Your answer should reproduce every line of the material in which the word "below" occurs.

◆ RECORDS:
● ● ● ●

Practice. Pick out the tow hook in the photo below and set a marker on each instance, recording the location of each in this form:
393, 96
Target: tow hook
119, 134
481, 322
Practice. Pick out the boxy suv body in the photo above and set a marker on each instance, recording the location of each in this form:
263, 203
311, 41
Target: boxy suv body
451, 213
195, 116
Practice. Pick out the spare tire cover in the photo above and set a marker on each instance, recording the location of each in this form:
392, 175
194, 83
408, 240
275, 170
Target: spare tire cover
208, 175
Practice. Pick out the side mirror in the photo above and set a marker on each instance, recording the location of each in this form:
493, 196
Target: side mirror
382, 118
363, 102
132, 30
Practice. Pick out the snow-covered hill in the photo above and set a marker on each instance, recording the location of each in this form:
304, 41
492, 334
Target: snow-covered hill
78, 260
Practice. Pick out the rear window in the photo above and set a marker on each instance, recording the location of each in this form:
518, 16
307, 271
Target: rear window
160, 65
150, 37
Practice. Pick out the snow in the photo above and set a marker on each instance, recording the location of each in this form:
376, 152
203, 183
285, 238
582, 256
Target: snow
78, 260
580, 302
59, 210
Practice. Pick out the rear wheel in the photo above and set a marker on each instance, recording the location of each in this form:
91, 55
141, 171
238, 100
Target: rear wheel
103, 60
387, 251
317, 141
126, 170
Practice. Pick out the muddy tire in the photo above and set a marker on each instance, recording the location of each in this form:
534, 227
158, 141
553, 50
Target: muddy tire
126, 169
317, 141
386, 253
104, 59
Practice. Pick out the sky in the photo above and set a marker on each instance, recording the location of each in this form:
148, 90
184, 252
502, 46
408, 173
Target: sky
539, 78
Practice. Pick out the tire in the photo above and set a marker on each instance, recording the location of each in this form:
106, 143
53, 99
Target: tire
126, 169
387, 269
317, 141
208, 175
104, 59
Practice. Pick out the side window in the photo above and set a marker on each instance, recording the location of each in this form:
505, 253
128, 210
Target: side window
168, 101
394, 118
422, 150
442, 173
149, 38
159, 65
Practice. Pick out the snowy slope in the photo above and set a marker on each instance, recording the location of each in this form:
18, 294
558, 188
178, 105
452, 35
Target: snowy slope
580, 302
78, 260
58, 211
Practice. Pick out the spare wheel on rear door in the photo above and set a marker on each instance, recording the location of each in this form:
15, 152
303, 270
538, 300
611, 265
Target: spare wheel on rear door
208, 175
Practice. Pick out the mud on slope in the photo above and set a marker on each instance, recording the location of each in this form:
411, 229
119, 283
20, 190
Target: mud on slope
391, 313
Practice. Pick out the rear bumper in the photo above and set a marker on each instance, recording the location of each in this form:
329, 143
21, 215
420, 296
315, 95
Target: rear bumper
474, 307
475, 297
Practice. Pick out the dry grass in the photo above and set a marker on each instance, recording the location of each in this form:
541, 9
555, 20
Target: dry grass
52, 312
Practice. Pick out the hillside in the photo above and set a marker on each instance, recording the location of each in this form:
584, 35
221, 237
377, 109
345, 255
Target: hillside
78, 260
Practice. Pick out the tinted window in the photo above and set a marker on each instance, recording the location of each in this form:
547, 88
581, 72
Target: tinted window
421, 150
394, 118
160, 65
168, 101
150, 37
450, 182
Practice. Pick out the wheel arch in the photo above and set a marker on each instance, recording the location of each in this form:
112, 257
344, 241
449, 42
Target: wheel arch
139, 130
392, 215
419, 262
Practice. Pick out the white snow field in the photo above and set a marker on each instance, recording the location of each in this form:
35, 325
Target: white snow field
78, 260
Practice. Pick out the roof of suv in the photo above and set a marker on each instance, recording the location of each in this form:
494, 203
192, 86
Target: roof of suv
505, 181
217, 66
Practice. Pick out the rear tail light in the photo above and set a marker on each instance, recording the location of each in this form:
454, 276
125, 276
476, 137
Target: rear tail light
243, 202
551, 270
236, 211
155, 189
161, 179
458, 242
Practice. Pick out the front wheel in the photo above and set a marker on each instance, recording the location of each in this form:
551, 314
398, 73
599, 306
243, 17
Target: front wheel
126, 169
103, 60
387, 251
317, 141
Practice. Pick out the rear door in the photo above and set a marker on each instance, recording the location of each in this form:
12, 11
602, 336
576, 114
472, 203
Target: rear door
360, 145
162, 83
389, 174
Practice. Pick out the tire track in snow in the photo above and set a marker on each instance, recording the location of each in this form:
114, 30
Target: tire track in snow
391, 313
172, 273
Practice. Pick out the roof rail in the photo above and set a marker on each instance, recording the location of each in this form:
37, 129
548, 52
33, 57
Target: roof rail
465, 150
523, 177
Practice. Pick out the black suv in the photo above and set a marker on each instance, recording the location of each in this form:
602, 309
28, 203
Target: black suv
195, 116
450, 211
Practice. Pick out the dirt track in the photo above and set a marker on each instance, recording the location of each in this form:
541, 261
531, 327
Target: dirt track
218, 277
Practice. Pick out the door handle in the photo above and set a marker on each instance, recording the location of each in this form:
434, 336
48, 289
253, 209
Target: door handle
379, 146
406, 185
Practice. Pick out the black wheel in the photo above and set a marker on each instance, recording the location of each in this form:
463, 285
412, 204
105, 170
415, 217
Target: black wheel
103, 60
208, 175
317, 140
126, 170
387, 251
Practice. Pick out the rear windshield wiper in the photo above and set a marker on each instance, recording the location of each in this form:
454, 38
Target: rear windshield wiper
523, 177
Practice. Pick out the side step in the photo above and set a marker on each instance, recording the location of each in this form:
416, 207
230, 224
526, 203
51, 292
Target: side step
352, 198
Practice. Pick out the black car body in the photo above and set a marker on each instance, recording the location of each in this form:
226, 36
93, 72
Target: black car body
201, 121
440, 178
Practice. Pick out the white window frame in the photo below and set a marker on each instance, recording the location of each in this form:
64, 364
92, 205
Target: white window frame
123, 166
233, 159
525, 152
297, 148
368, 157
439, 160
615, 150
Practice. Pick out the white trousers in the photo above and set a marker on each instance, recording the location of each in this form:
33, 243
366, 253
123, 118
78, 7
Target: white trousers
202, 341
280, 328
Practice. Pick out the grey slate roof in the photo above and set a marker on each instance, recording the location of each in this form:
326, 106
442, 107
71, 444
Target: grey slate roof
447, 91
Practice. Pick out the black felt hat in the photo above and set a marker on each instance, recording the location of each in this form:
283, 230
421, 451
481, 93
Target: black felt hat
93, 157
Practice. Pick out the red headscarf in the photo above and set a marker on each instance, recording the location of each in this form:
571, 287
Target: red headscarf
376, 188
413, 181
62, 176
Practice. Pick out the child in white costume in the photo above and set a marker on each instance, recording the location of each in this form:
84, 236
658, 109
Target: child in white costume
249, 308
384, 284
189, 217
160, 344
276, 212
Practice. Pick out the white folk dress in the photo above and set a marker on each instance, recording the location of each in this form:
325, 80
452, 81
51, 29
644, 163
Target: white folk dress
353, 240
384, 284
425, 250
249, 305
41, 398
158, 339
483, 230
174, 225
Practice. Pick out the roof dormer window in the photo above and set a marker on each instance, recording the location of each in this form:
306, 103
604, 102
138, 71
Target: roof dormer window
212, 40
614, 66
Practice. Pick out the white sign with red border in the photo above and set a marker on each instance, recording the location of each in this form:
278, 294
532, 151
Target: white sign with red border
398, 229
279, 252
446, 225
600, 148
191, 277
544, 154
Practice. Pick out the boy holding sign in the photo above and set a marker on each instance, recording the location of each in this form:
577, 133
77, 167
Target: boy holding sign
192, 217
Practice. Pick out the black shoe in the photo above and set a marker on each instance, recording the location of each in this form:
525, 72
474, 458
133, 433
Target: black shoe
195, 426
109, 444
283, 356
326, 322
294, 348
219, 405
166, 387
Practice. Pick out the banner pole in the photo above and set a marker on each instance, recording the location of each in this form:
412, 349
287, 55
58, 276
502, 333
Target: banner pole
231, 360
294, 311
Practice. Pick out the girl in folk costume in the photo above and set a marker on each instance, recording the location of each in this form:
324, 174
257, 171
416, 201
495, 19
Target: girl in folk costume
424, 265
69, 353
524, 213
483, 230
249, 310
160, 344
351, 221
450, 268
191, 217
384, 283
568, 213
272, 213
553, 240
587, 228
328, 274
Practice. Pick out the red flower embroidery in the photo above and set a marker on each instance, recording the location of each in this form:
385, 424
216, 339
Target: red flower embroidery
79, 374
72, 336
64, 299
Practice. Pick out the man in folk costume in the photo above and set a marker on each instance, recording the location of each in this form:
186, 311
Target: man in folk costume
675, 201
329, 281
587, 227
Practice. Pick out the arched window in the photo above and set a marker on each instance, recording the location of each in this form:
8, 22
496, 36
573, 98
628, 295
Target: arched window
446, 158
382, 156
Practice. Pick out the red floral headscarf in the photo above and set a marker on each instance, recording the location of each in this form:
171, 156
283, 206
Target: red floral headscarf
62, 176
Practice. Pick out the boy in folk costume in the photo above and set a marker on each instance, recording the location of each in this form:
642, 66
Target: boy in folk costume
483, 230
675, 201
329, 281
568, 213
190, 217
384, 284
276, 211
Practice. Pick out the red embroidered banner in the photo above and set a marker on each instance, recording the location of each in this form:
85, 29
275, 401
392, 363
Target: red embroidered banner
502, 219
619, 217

● ● ● ●

◆ RESPONSE TO THIS EXERCISE:
Practice. Pick out the tow hook in the photo below and set a marker on each instance, recording the location of each in this form:
Practice. Pick out the white window frame in the photo below and set a marker on each instance, recording the location of each in this form:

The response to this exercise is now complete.